▶ **TASK INPUTS**

>> BEGIN

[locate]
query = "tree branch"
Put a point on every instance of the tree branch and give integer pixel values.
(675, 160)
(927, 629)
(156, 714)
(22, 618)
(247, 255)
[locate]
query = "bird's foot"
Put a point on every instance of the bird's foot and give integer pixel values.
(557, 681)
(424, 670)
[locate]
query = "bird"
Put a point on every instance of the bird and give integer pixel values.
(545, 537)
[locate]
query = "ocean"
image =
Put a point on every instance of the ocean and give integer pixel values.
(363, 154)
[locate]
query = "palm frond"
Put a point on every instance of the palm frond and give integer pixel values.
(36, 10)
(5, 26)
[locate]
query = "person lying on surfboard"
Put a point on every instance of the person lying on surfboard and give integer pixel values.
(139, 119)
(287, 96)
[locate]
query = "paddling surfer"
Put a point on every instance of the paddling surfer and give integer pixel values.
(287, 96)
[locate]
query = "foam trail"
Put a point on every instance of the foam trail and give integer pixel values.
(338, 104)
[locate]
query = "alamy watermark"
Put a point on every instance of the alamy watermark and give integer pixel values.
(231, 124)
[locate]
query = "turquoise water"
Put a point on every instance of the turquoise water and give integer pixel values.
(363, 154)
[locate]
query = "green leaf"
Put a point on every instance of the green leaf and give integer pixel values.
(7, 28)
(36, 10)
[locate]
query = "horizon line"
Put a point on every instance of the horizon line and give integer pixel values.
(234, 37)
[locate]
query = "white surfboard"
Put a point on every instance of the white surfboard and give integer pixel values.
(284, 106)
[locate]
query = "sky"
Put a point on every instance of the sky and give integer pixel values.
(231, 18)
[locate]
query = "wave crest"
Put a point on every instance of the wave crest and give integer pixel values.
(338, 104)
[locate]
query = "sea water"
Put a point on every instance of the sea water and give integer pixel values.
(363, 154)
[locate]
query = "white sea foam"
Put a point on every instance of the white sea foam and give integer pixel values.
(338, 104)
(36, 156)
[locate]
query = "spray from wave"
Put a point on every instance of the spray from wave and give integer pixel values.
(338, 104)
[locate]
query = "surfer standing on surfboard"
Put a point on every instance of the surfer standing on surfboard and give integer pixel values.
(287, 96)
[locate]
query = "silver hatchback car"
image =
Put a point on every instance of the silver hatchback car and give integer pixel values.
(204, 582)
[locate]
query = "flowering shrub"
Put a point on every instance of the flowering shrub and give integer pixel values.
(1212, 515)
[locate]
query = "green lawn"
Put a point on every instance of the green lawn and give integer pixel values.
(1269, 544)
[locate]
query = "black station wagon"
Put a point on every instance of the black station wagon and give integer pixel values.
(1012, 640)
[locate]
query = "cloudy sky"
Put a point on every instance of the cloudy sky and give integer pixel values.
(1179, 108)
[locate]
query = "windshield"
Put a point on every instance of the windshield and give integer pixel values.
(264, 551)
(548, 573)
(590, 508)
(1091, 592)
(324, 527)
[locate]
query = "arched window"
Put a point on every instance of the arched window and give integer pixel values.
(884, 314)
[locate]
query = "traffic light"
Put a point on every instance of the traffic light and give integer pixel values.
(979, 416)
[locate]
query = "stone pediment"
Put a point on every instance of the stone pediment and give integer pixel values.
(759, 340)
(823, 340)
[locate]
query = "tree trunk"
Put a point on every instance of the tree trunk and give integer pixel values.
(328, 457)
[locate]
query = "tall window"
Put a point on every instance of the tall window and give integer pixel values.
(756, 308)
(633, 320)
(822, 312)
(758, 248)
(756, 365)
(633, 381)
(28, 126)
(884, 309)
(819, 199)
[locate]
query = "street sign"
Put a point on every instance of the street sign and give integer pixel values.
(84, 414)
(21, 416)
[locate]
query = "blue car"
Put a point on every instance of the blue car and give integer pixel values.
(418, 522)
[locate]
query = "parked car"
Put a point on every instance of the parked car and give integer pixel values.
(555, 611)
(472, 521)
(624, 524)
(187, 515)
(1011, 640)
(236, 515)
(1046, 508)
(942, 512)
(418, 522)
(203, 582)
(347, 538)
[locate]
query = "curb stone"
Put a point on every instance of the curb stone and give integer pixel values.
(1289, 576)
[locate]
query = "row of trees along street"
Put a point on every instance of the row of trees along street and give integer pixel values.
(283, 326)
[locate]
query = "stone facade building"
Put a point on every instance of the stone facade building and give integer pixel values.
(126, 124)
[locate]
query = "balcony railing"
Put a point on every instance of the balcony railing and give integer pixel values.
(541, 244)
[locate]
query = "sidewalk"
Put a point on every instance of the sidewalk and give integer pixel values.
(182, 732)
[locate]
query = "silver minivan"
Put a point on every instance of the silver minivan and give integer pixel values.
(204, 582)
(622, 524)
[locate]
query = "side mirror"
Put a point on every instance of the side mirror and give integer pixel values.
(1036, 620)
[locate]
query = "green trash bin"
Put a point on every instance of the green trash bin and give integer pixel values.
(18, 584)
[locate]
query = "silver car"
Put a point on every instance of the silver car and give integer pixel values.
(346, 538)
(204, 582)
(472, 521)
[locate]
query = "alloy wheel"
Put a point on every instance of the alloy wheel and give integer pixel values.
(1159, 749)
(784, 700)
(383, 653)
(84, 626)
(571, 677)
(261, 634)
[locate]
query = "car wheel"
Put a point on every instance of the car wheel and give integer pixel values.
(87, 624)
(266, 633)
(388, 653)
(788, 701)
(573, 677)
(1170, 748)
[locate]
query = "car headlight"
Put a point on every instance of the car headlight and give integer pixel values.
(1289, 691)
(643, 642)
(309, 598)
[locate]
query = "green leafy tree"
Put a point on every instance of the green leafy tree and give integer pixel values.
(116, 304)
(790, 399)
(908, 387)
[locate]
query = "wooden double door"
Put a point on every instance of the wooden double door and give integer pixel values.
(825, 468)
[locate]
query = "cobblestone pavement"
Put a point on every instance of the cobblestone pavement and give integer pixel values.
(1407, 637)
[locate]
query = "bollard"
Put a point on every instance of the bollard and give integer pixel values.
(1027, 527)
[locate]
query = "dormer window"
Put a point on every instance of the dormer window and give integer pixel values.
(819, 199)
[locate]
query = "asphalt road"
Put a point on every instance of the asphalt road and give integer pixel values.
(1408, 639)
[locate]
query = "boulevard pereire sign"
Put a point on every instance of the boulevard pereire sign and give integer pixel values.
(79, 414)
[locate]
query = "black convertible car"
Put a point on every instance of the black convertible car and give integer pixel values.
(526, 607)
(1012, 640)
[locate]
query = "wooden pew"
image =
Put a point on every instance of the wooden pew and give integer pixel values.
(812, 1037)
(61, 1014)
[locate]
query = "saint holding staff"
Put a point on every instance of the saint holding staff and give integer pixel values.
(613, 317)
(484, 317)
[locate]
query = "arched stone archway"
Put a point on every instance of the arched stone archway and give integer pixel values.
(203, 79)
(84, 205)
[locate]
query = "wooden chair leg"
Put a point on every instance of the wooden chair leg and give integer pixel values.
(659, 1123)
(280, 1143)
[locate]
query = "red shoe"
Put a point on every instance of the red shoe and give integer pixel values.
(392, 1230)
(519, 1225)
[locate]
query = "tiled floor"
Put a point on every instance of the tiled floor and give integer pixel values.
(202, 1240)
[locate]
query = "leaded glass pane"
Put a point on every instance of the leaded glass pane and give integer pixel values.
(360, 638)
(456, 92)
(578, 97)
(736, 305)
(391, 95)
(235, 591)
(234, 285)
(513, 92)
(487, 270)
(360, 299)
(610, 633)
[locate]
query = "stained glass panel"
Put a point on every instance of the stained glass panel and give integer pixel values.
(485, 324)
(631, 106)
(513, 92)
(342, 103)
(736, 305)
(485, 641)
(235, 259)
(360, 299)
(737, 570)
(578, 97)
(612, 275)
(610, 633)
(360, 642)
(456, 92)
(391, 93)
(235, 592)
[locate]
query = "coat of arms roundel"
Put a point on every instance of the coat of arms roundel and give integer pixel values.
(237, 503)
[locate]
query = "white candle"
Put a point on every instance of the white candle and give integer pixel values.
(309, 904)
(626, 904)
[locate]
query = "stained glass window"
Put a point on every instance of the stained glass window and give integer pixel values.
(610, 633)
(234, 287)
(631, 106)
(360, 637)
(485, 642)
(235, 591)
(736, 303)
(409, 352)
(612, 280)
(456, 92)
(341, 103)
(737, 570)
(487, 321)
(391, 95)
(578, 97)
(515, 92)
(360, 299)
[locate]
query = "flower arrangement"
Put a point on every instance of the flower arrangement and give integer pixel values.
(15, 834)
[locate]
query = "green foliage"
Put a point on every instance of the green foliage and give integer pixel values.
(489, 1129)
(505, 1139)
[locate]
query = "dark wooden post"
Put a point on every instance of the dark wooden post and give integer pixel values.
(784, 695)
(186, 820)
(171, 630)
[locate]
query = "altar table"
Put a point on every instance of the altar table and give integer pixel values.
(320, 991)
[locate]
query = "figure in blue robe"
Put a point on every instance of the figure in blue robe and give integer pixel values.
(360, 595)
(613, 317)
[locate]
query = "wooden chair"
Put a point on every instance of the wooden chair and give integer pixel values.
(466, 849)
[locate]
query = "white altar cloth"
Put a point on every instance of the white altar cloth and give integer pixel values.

>> END

▶ **GOAL OF THE EXERCISE**
Pick out every line in the data above that contains the string "wooden", treating uppercase and lowercase as different, and copy each one.

▶ **SOLUTION BELOW**
query = "wooden double door"
Put a point on every instance of the wooden double door and give integer pixel values.
query = "wooden pew"
Put a point on every instance of the wooden pew and give integer pixel values.
query = "wooden chair leg"
Put a point on every instance of the wooden chair leg and give integer pixel values.
query = "dark wooden post"
Put a point on every instance of the dark wooden post and give integer pixel values.
query = "wooden chair"
Put a point on every instance of the wooden chair and give integer pixel values.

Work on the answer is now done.